■ Questões do material:
**A)** Reescreva de modo mais conciso o parágrafo do texto sobre contratos de serviços médicos e odontológicos que começa com "São comuns também os casos", mantendo os fatos principais.
**B)** Dê prosseguimento ao texto sobre contratos de serviços médicos e odontológicos, começando logo após sua última frase.

■ Trecho da página:
+ + + + + + +
O contrato prevê os direitos e deveres de cada uma das partes, trazendo segurança jurídica a ambos, mas sobretudo ao médico e dentista. Pois quando não há contrato, a regra em caso de conflito é que os pacientes só tenham direitos, e aos profissionais da saúde, só restem deveres. Portanto, o contrato de prestação de serviços médicos e odontológicos não é somente importante, mas essencial.
Em linhas gerais, um contrato bem estruturado traz a identificação das partes (profissional e paciente), o objeto (tratamento contratado) e o valor dos honorários, assim como a forma de pagamento. Mas dadas as peculiaridades da relação, no caso dos profissionais da saúde, o conteúdo precisa ser ainda mais abrangente.
Em primeiro lugar, o contrato deve delimitar de forma clara e cristalina, o acordo entre as partes. Este ponto é vital, visto que limita as exigências do paciente somente ao que foi acordado. Pois atualmente os pacientes não cobram do médico só o tratamento contratado, mas o pleno e total atendimento às suas expectativas, que em muitos casos são inalcançáveis e irreais. Daí a importância de esclarecer este ponto, inclusive sobre o fato de a obrigação do profissional ser de meio, e não de resultado (salvo exceções).
Sem um contrato claro e objetivo indicando exatamente qual foi o acordo entre as partes, fica em aberto a possibilidade de que o paciente alegue que a promessa foi de total atendimento às suas expectativas. Com a aplicação do CDC e a inversão do ônus da prova, o resultado mais comum é a condenação do profissional em atender àquela expectativa, seja qual for.
São comuns também os casos em que o paciente contrata um procedimento mais acessível e limitado (mesmo tendo a opção de um mais oneroso e abrangente), e ao final, não satisfeito com o resultado alcançado, exige novos serviços, alegando que contratou algo superior, que não foi entregue. E caso o médico não tenha um contrato consistente, ele dificilmente provará o contrário (pois a palavra do paciente – ou consumidor - sempre pesa mais).
Cabe ainda citar o caso das cirurgias e tratamentos estéticos, pois como a justiça brasileira adotou para estes a regra da obrigação de resultado, é essencial que o médico ou dentista delimite em contrato qual foi o resultado proposto, sob pena de ver-se vinculado à expectativa do paciente (que além de inalcançável, pode variar com o tempo, conforme sua própria conveniência).
+ + + + + + +
■ Dados fornecidos:
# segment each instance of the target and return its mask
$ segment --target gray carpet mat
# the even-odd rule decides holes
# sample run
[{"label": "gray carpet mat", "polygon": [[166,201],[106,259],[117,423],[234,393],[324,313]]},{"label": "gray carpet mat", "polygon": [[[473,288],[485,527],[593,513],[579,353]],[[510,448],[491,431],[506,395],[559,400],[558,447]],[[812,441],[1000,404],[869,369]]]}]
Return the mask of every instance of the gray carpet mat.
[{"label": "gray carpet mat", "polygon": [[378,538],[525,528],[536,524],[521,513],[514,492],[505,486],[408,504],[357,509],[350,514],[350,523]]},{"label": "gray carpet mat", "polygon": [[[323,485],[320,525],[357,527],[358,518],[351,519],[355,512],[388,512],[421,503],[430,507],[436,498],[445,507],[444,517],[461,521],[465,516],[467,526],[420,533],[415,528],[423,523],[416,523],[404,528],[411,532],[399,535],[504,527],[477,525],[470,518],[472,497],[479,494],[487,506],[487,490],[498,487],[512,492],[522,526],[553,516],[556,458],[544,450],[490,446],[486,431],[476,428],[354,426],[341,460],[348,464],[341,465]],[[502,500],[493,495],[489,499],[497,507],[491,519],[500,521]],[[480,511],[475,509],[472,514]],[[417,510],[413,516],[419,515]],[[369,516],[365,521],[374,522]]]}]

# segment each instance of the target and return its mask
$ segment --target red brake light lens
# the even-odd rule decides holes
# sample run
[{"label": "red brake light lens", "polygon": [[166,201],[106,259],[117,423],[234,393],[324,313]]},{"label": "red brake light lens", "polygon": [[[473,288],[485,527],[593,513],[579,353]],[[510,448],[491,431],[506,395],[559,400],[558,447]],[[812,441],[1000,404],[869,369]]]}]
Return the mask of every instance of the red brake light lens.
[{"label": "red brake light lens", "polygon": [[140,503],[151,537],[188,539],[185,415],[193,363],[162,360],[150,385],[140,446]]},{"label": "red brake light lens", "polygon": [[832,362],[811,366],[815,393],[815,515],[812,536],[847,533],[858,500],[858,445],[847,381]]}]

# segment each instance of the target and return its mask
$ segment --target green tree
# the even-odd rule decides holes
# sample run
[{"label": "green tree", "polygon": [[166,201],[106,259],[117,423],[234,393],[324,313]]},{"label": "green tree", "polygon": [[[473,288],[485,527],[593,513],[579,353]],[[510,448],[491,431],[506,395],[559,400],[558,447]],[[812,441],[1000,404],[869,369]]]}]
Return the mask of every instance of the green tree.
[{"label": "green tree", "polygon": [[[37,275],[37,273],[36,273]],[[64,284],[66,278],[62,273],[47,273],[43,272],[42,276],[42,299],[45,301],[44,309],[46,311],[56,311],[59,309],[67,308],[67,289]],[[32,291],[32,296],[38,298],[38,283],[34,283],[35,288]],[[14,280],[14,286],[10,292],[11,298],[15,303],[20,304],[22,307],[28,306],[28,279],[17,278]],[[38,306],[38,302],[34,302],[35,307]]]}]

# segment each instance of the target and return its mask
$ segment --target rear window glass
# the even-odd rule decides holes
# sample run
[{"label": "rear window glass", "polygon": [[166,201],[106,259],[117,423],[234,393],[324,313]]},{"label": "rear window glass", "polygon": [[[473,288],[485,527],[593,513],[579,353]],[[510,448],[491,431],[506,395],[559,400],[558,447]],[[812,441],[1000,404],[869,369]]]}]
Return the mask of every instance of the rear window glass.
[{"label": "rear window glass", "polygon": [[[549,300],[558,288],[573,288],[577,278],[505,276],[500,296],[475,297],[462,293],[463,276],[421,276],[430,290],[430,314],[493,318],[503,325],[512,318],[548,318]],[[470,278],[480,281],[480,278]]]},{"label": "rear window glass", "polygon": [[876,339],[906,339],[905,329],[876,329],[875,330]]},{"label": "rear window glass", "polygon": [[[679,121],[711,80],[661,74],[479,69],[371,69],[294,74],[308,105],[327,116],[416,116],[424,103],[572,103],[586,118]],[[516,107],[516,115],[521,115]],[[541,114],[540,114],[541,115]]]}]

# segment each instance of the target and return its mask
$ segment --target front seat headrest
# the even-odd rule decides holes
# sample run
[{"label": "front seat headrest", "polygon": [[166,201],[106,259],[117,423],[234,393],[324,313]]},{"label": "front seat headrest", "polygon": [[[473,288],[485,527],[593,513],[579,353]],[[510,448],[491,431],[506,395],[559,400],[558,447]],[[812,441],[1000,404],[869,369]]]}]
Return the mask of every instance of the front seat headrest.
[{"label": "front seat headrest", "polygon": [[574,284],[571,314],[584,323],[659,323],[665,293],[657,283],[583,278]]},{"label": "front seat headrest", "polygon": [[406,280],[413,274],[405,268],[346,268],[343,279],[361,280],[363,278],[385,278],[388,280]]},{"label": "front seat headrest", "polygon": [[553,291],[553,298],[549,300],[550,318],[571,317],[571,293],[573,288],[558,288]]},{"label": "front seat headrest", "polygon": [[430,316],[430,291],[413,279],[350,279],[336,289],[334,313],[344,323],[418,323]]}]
+ + + + + + +
■ Respostas redigidas:
**A)** Muitos pacientes contratam um procedimento mais acessível e limitado, embora pudessem optar por um mais oneroso e abrangente. Insatisfeitos com o resultado, exigem novos serviços e alegam ter contratado algo superior. Sem um contrato consistente, o médico dificilmente prova o contrário, já que a palavra do paciente, como consumidor, sempre pesa mais.

**B)**
Outro ponto essencial é o valor, e a forma de pagamento. São comuns os casos em que os médicos e dentistas encontram grandes dificuldades para receber seus honorários, após a prestação dos serviços. Em muitos casos, as queixas e acusações dos pacientes ocorrem exatamente com este objetivo (obter a isenção, ou a devolução do valor). E na falta da segurança jurídica que o contrato proporciona, o profissional acaba cedendo, e abrindo mão de sua remuneração.
Com um contrato bem elaborado, além de ter segurança jurídica para garantir sua remuneração, o profissional pode até mesmo o protestar ou executar judicialmente caso não seja pago (como faria com um cheque bancário), pois o documento vale como título executivo extrajudicial.
O contrato pode prever ainda uma série de situações gerais, como a forma de comunicação entre as partes. E também as possibilidades, meios e condições de desistência do negócio e rescisão contratual. Ou seja, quanto mais completo e específico, maior a segurança do profissional, em qualquer situação.
O contrato reforça a confiança entre as partes. Delimita os direitos e deveres de cada um. E prevê as condições em que a relação começa, e termina. Ao lado do Termo de Consentimento, compõe a documentação inicial indispensável na relação entre os profissionais da saúde e os pacientes. E em caso de ação judicial contra o médico ou dentista, o contrato faz toda a diferença no resultado.
Portanto, caso ainda atue sem a formalização de um contrato adequado e específico para cada tipo de tratamento ou procedimento (sobretudo os cirúrgicos, e ainda mais os estéticos), procure imediatamente o advogado especialista de sua confiança.